• **Challenge**: Reproduce the entries from the line that contains "Note to the class: locate the front" down through the line that contains "<point>1007,213</point>", both included, with the requests kept unchanged. In the answers, multiply every point coordinate by 1.15 and round to the nearest whole number, halves up.

(Position annotation entries)
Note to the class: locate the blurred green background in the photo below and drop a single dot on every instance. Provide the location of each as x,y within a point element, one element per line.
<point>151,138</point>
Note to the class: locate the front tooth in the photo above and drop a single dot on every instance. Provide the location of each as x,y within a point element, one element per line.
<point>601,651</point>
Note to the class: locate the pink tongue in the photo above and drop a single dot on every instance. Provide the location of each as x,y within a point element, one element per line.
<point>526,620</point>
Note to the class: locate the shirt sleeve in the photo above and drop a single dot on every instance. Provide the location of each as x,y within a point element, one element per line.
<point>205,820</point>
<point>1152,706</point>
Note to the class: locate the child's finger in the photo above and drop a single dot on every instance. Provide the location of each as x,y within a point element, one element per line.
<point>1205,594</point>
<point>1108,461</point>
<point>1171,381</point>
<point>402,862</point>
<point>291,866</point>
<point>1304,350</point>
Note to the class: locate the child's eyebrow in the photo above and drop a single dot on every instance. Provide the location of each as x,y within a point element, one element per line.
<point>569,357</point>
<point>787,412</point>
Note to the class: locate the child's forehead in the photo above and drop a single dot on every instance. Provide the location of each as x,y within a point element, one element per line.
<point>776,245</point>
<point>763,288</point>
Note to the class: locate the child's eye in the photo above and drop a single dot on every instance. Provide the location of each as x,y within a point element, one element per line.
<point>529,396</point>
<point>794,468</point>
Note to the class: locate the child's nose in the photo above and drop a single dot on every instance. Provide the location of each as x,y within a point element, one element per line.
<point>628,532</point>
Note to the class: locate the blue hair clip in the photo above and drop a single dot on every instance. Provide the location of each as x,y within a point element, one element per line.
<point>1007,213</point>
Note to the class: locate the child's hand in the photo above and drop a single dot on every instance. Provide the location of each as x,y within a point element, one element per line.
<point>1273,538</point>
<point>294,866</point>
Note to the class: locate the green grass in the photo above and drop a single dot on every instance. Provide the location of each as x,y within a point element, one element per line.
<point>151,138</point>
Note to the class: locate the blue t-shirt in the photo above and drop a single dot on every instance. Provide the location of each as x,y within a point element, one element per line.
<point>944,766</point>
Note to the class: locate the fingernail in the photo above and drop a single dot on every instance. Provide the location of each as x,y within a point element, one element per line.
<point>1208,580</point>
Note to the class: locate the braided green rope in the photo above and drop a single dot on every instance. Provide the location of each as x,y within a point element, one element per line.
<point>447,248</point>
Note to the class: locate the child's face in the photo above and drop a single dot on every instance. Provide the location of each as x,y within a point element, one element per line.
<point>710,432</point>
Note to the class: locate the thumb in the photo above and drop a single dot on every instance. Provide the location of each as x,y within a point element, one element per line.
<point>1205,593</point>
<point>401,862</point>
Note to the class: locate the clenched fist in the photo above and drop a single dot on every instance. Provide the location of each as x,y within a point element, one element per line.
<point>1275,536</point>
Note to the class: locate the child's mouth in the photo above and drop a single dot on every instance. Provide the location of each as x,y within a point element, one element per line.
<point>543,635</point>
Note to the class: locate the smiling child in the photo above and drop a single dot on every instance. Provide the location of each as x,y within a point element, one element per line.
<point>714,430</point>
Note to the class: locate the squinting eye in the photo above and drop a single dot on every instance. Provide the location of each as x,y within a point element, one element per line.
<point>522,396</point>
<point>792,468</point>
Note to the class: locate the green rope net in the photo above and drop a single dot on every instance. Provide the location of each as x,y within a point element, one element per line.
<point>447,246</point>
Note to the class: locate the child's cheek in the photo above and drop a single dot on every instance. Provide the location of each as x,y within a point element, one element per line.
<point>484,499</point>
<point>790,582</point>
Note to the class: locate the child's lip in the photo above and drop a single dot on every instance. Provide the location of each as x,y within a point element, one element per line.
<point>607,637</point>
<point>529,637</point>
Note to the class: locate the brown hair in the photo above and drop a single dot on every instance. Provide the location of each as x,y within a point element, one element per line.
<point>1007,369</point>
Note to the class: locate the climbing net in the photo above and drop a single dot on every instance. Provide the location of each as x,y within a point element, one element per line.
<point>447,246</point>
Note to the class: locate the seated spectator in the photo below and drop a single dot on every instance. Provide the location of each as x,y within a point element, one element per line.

• **Task output**:
Note to the class: locate the front tooth in the photo above and drop a single dot on every instance. Provide the location of each as x,y within a point element, one element per line.
<point>691,749</point>
Note to the class: locate the pink tongue in the photo above and drop a single dot on every instance. Provide the location of each as x,y within a point element, one element per line.
<point>605,713</point>
Note to the class: locate the shirt sleeve in the photo above and drop a single dot on every instance. Provide the location of each as x,y within a point element, one element per line.
<point>236,943</point>
<point>1325,812</point>
Note to the class: locate the child's finger in the photo above and drop a single dot on every instance. Provide the location of each as x,y within a point element, one element per line.
<point>1386,683</point>
<point>1274,530</point>
<point>1347,438</point>
<point>462,991</point>
<point>335,996</point>
<point>1500,403</point>
Note to the class: locate the child's eyebrow in the photo above and drop a single dot on every instance. Provide the location of each as x,y within a point element, one element per line.
<point>654,411</point>
<point>905,474</point>
Note to the class: locate the child's forehead in the photo above and drop a single dot on every instance. Provide the location of each as x,y within a point element, one element per line.
<point>892,282</point>
<point>877,331</point>
Note to the class: locate the child's eye in the photo above and drop a single dot on every instance. Provide the location of each as x,y within a point element, one element per line.
<point>608,455</point>
<point>913,538</point>
Note to the class: locate the child's nose in the photo above and drop a single dot on every instance. Provide the location of each as x,y within a point element, one element per line.
<point>722,612</point>
Note to the class: locate the blue hair clip in the photo above and drop a single dot on every instance. Provide the location of each as x,y within a point element, one element per line.
<point>1158,245</point>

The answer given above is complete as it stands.